* [Input for this task]
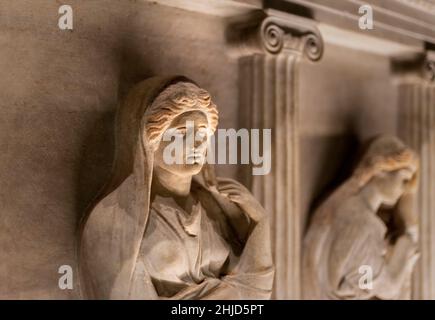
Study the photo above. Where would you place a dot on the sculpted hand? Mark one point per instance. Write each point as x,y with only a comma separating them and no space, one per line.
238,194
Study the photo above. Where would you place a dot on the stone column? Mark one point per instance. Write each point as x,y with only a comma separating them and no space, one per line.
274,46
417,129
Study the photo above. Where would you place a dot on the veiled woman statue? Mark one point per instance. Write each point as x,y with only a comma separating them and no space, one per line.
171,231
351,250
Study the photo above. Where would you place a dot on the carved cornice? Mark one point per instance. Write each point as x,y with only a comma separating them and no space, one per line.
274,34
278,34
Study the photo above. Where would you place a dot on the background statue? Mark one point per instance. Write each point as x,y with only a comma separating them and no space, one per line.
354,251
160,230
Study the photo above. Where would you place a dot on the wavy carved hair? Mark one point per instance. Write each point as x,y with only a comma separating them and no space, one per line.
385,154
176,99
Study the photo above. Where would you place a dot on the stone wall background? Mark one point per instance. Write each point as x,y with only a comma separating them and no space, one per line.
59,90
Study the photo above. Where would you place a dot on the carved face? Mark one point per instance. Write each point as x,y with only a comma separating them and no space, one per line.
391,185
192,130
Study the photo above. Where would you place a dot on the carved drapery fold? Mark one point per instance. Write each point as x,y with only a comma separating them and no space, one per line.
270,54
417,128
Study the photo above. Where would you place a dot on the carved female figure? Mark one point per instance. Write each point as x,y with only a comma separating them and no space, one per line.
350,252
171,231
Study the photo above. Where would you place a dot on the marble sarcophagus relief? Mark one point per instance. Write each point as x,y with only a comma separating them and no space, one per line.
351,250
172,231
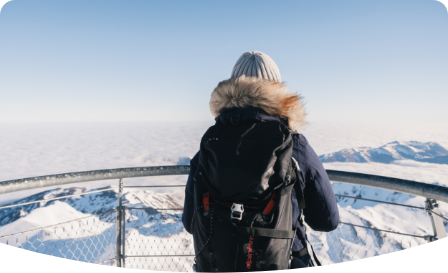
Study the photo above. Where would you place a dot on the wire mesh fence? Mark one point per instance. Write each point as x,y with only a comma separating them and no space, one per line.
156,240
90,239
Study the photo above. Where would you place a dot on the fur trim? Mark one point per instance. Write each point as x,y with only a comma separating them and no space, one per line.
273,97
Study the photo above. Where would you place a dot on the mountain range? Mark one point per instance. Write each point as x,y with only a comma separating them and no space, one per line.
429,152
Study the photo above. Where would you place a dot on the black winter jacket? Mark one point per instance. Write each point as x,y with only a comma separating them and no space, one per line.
---
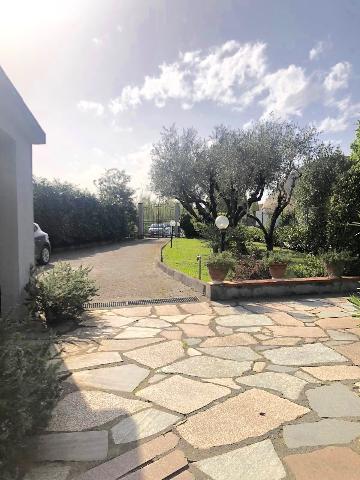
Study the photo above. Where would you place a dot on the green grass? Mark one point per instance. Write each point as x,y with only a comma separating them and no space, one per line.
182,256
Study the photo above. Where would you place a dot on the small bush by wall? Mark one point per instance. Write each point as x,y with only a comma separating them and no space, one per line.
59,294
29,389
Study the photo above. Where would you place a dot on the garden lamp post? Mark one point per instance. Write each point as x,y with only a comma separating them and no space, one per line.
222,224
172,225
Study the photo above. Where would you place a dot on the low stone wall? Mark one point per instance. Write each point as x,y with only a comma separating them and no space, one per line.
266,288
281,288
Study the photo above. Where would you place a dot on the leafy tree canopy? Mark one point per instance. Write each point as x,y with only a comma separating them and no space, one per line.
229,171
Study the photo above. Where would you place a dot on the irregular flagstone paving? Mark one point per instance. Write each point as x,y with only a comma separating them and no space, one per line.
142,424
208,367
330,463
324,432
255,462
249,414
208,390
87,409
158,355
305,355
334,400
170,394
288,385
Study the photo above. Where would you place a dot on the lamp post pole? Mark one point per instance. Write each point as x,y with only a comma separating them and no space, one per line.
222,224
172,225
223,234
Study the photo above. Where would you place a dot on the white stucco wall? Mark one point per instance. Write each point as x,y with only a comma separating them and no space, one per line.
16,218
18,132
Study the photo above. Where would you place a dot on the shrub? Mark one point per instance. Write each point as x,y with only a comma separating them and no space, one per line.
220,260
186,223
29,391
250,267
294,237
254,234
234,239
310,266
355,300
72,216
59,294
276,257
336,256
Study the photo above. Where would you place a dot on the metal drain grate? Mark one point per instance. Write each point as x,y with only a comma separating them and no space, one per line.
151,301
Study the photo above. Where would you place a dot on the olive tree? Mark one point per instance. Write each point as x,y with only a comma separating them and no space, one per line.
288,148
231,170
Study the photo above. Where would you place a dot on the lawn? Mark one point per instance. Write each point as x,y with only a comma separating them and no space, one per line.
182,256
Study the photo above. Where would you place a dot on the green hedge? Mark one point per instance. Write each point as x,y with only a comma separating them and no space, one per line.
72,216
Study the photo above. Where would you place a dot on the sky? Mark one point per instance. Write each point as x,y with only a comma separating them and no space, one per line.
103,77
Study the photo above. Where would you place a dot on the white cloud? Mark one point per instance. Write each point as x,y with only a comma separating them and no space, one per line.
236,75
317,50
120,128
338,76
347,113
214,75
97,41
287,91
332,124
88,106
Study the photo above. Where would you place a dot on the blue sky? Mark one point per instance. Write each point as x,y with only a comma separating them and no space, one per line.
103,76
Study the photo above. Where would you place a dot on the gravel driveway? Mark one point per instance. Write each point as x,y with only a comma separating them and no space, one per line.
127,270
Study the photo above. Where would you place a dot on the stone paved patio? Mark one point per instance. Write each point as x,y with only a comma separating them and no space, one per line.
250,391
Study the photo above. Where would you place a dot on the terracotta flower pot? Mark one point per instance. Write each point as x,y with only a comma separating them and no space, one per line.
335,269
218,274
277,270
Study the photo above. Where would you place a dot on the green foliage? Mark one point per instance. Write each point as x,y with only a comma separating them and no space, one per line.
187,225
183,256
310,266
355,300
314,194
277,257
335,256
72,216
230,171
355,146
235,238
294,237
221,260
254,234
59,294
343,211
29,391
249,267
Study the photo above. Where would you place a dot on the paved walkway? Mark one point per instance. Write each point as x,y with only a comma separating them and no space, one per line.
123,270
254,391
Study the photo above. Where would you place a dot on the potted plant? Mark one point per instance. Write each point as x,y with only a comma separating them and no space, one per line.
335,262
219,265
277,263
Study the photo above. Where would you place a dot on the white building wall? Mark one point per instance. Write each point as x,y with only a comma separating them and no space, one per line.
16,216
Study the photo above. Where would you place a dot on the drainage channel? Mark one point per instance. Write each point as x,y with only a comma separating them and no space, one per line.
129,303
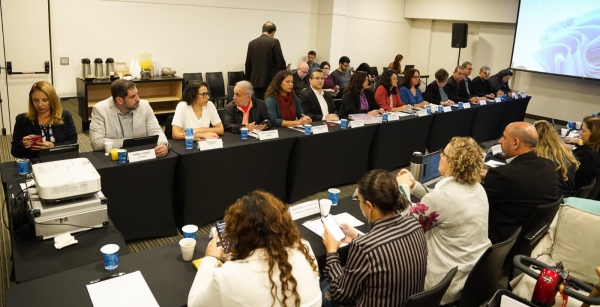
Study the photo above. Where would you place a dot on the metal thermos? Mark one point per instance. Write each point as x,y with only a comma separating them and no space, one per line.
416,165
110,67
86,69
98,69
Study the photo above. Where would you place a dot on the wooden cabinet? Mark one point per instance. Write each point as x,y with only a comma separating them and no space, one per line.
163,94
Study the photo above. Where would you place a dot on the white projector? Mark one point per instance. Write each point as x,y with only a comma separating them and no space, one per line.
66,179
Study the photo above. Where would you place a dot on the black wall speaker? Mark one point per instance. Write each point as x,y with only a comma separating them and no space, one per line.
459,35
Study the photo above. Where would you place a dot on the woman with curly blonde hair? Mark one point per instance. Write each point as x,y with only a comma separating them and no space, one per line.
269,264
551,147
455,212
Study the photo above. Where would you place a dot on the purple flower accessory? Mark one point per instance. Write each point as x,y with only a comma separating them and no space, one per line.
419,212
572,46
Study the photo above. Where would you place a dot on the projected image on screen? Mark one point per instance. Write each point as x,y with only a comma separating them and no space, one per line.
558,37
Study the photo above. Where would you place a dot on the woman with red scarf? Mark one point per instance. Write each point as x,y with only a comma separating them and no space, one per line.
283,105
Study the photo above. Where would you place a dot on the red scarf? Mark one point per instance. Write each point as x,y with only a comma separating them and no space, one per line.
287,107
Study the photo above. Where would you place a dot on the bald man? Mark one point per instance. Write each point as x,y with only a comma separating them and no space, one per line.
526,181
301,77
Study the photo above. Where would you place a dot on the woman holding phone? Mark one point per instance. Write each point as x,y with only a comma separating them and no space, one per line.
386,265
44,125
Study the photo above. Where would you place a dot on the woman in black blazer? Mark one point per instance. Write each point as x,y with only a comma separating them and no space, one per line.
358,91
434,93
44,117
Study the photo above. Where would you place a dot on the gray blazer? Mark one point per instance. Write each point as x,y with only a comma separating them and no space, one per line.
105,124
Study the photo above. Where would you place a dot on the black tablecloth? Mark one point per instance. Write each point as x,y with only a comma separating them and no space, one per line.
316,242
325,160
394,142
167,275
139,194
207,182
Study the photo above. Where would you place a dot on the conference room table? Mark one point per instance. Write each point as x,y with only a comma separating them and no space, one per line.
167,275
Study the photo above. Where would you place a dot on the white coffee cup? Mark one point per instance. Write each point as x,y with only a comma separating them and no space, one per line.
* * *
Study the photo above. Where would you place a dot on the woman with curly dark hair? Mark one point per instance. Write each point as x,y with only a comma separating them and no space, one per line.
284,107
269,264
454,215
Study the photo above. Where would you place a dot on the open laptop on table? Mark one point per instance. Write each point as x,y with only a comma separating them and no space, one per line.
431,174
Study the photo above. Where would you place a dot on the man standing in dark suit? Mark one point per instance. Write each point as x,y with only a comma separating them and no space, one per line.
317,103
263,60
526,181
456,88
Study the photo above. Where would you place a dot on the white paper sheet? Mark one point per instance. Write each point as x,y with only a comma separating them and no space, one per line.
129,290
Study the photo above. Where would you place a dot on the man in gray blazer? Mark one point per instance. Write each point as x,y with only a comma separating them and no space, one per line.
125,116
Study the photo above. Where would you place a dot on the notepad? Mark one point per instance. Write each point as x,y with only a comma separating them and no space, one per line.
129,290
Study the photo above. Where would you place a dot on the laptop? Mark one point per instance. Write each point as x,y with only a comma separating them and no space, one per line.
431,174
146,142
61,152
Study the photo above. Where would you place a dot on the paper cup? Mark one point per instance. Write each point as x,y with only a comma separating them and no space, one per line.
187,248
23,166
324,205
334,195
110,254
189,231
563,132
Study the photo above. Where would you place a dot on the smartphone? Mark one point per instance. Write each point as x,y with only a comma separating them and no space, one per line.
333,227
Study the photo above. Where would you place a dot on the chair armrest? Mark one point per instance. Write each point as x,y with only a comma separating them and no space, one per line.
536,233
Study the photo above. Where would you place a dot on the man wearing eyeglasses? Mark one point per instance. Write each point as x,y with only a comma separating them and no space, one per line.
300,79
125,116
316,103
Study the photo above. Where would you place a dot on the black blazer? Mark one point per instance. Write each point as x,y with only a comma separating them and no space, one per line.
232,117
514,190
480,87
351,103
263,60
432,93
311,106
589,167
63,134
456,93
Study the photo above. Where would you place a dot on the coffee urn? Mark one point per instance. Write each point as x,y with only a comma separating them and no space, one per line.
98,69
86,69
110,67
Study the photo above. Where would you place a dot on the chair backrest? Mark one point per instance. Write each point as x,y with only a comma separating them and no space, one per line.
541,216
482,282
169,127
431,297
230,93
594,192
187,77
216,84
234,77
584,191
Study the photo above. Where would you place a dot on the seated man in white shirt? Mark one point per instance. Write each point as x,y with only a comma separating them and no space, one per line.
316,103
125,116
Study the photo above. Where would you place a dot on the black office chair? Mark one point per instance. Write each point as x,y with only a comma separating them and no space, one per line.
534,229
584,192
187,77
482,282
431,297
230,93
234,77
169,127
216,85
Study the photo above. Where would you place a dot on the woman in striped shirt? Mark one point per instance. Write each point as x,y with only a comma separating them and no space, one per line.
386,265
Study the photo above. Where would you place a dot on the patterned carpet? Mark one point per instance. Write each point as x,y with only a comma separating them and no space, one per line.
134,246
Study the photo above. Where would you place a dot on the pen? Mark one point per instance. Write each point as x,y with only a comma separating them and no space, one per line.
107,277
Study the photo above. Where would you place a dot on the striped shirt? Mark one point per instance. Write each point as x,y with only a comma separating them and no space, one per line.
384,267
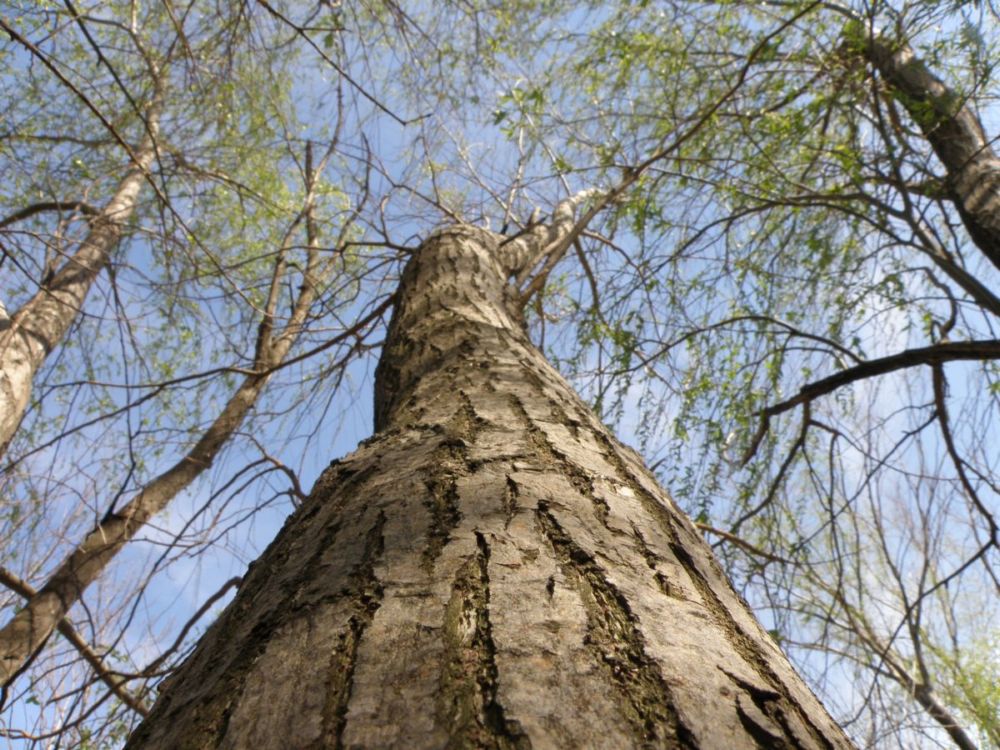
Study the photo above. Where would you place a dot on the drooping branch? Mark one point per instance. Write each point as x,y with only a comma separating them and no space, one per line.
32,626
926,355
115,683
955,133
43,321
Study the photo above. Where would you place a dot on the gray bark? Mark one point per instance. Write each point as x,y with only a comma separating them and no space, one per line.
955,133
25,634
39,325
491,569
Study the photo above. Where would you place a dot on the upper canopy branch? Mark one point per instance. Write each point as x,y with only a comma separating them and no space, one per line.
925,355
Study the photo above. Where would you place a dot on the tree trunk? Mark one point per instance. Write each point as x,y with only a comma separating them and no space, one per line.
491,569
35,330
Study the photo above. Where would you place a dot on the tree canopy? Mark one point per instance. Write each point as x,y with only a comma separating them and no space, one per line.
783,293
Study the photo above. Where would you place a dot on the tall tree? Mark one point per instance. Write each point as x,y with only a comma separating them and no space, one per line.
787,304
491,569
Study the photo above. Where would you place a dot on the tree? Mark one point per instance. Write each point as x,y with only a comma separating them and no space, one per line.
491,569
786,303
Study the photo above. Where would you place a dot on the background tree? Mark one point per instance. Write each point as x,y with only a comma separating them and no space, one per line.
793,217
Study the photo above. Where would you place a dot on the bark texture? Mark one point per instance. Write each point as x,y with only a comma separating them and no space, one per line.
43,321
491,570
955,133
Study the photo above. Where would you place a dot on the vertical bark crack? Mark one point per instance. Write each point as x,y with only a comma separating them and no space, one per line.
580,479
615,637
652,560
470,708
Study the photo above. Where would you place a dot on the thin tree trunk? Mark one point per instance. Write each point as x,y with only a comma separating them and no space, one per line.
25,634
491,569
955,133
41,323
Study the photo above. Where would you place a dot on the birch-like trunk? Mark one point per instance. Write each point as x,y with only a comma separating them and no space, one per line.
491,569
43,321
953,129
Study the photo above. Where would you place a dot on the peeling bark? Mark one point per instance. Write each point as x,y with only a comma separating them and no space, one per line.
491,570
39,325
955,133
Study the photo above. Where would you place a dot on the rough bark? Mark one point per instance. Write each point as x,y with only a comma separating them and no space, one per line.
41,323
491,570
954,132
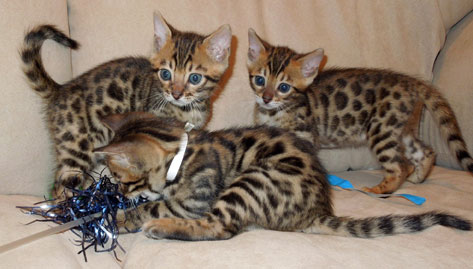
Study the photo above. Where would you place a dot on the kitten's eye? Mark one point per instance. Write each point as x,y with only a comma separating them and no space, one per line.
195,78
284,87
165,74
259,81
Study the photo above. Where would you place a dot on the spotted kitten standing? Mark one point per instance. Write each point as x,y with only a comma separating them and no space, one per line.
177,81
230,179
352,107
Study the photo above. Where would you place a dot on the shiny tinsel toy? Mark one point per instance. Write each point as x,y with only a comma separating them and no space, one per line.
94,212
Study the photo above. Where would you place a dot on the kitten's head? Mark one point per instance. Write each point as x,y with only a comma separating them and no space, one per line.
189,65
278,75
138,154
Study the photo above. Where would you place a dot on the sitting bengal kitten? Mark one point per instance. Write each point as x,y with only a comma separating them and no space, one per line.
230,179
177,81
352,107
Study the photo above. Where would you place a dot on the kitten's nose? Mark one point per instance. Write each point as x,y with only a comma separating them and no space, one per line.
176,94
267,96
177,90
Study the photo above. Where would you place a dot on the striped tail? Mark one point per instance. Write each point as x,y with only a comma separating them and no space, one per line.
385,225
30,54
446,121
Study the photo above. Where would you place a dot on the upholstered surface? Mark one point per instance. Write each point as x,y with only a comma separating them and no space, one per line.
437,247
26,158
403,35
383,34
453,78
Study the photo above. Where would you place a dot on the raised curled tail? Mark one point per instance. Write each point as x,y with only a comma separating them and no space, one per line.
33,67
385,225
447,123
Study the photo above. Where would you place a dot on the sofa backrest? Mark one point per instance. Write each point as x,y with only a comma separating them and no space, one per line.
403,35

* [How to complete this task] In the listing above, locate the line with "the fur trim?" and the line with "the black winter", then extract exactly those lines and every line between them, and nothing more.

* [Worked solution]
Study the photo above. Where would you place a dot on the fur trim? Mark one point per instance. Write each point as x,y with only a comma separating them and no space, one per line.
273,97
Study the photo above. Where would you place a dot on the mountain range? Mark one point per instance. Write each point as x,y with only a comma separating them and no space, one per line.
429,152
Study the photo above. Where would you place a dot on the black winter jacket? Mark one point per instance. Write each point as x,y with only a comma separating them and no space, one per line.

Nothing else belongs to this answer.